Gather every line of the items below that contains the string "white" and copy each of those lines in full.

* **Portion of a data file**
============================================================

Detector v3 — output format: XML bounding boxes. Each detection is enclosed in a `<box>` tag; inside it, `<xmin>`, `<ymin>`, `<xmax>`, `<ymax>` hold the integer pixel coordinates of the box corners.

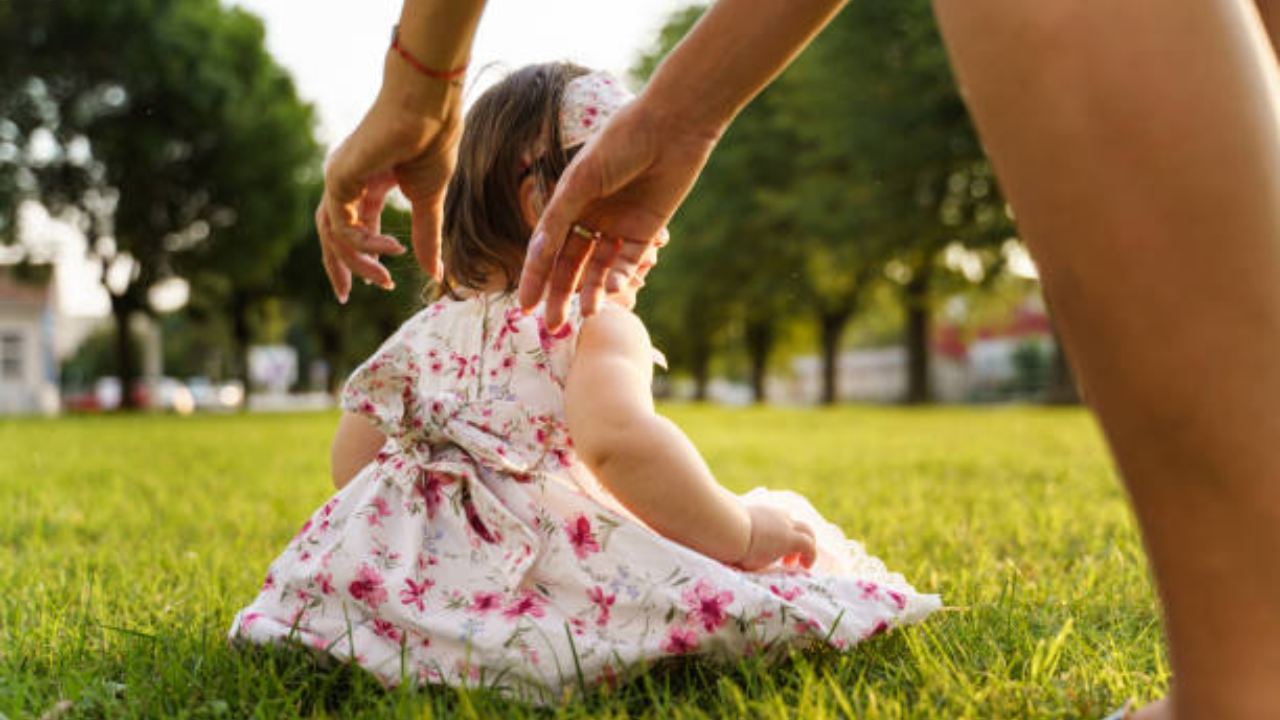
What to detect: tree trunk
<box><xmin>692</xmin><ymin>341</ymin><xmax>712</xmax><ymax>402</ymax></box>
<box><xmin>746</xmin><ymin>318</ymin><xmax>773</xmax><ymax>404</ymax></box>
<box><xmin>902</xmin><ymin>260</ymin><xmax>933</xmax><ymax>405</ymax></box>
<box><xmin>818</xmin><ymin>310</ymin><xmax>851</xmax><ymax>405</ymax></box>
<box><xmin>230</xmin><ymin>290</ymin><xmax>253</xmax><ymax>411</ymax></box>
<box><xmin>111</xmin><ymin>295</ymin><xmax>138</xmax><ymax>410</ymax></box>
<box><xmin>320</xmin><ymin>323</ymin><xmax>346</xmax><ymax>395</ymax></box>
<box><xmin>1044</xmin><ymin>332</ymin><xmax>1080</xmax><ymax>405</ymax></box>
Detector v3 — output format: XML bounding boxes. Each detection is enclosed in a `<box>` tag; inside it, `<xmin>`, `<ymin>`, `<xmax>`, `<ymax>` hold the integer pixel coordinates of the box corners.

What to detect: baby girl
<box><xmin>232</xmin><ymin>63</ymin><xmax>938</xmax><ymax>701</ymax></box>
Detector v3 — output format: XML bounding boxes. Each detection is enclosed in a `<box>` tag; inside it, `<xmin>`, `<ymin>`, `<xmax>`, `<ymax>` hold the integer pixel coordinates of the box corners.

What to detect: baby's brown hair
<box><xmin>442</xmin><ymin>63</ymin><xmax>590</xmax><ymax>297</ymax></box>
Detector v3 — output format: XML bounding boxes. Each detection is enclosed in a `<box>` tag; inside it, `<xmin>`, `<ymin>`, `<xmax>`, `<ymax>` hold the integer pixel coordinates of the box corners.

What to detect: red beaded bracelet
<box><xmin>392</xmin><ymin>26</ymin><xmax>467</xmax><ymax>83</ymax></box>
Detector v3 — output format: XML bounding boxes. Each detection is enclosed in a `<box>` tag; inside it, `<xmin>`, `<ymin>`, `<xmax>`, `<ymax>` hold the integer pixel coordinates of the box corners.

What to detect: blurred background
<box><xmin>0</xmin><ymin>0</ymin><xmax>1078</xmax><ymax>415</ymax></box>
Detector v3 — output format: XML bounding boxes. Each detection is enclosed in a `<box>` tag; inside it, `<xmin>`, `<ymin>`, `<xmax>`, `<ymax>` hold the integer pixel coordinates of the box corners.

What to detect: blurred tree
<box><xmin>787</xmin><ymin>0</ymin><xmax>1012</xmax><ymax>402</ymax></box>
<box><xmin>0</xmin><ymin>0</ymin><xmax>315</xmax><ymax>397</ymax></box>
<box><xmin>634</xmin><ymin>6</ymin><xmax>804</xmax><ymax>402</ymax></box>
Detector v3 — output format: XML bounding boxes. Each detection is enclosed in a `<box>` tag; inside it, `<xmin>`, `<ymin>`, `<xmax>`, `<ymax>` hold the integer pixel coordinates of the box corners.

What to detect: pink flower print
<box><xmin>369</xmin><ymin>496</ymin><xmax>392</xmax><ymax>528</ymax></box>
<box><xmin>552</xmin><ymin>447</ymin><xmax>573</xmax><ymax>468</ymax></box>
<box><xmin>596</xmin><ymin>665</ymin><xmax>618</xmax><ymax>689</ymax></box>
<box><xmin>662</xmin><ymin>625</ymin><xmax>698</xmax><ymax>655</ymax></box>
<box><xmin>462</xmin><ymin>497</ymin><xmax>499</xmax><ymax>544</ymax></box>
<box><xmin>854</xmin><ymin>580</ymin><xmax>879</xmax><ymax>600</ymax></box>
<box><xmin>586</xmin><ymin>585</ymin><xmax>618</xmax><ymax>628</ymax></box>
<box><xmin>564</xmin><ymin>512</ymin><xmax>600</xmax><ymax>560</ymax></box>
<box><xmin>467</xmin><ymin>591</ymin><xmax>502</xmax><ymax>615</ymax></box>
<box><xmin>374</xmin><ymin>618</ymin><xmax>399</xmax><ymax>643</ymax></box>
<box><xmin>401</xmin><ymin>578</ymin><xmax>435</xmax><ymax>612</ymax></box>
<box><xmin>347</xmin><ymin>565</ymin><xmax>387</xmax><ymax>610</ymax></box>
<box><xmin>316</xmin><ymin>573</ymin><xmax>333</xmax><ymax>594</ymax></box>
<box><xmin>493</xmin><ymin>307</ymin><xmax>525</xmax><ymax>352</ymax></box>
<box><xmin>538</xmin><ymin>315</ymin><xmax>573</xmax><ymax>352</ymax></box>
<box><xmin>682</xmin><ymin>580</ymin><xmax>733</xmax><ymax>633</ymax></box>
<box><xmin>413</xmin><ymin>473</ymin><xmax>452</xmax><ymax>519</ymax></box>
<box><xmin>502</xmin><ymin>591</ymin><xmax>547</xmax><ymax>620</ymax></box>
<box><xmin>769</xmin><ymin>585</ymin><xmax>804</xmax><ymax>602</ymax></box>
<box><xmin>453</xmin><ymin>352</ymin><xmax>480</xmax><ymax>380</ymax></box>
<box><xmin>796</xmin><ymin>619</ymin><xmax>822</xmax><ymax>635</ymax></box>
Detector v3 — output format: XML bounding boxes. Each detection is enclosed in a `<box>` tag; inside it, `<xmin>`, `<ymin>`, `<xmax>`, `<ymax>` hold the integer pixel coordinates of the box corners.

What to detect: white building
<box><xmin>0</xmin><ymin>268</ymin><xmax>60</xmax><ymax>415</ymax></box>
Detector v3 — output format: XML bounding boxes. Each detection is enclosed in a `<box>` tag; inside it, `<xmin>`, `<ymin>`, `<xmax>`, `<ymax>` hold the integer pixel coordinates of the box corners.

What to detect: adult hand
<box><xmin>316</xmin><ymin>72</ymin><xmax>461</xmax><ymax>302</ymax></box>
<box><xmin>520</xmin><ymin>94</ymin><xmax>718</xmax><ymax>329</ymax></box>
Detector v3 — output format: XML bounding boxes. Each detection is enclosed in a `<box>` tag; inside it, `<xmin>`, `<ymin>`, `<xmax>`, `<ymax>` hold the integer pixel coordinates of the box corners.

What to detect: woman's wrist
<box><xmin>635</xmin><ymin>77</ymin><xmax>733</xmax><ymax>145</ymax></box>
<box><xmin>378</xmin><ymin>49</ymin><xmax>462</xmax><ymax>123</ymax></box>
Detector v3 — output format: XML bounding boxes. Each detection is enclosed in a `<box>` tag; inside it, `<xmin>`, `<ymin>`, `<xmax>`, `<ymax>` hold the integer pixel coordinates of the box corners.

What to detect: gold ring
<box><xmin>568</xmin><ymin>223</ymin><xmax>600</xmax><ymax>242</ymax></box>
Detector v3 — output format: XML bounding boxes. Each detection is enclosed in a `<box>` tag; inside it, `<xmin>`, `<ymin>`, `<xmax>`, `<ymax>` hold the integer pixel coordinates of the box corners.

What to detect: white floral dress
<box><xmin>230</xmin><ymin>288</ymin><xmax>938</xmax><ymax>701</ymax></box>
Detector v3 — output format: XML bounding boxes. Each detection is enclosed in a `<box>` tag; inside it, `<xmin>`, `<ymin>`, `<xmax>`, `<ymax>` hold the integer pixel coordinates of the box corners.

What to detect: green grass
<box><xmin>0</xmin><ymin>406</ymin><xmax>1167</xmax><ymax>720</ymax></box>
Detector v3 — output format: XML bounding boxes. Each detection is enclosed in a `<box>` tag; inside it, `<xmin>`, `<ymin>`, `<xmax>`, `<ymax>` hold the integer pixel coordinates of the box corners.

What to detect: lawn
<box><xmin>0</xmin><ymin>406</ymin><xmax>1169</xmax><ymax>720</ymax></box>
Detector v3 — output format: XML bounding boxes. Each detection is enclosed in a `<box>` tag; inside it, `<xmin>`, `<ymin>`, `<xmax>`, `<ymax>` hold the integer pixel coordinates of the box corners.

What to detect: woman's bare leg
<box><xmin>934</xmin><ymin>0</ymin><xmax>1280</xmax><ymax>720</ymax></box>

============================================================

* **Final result**
What to detect: white building
What to detect: white floral dress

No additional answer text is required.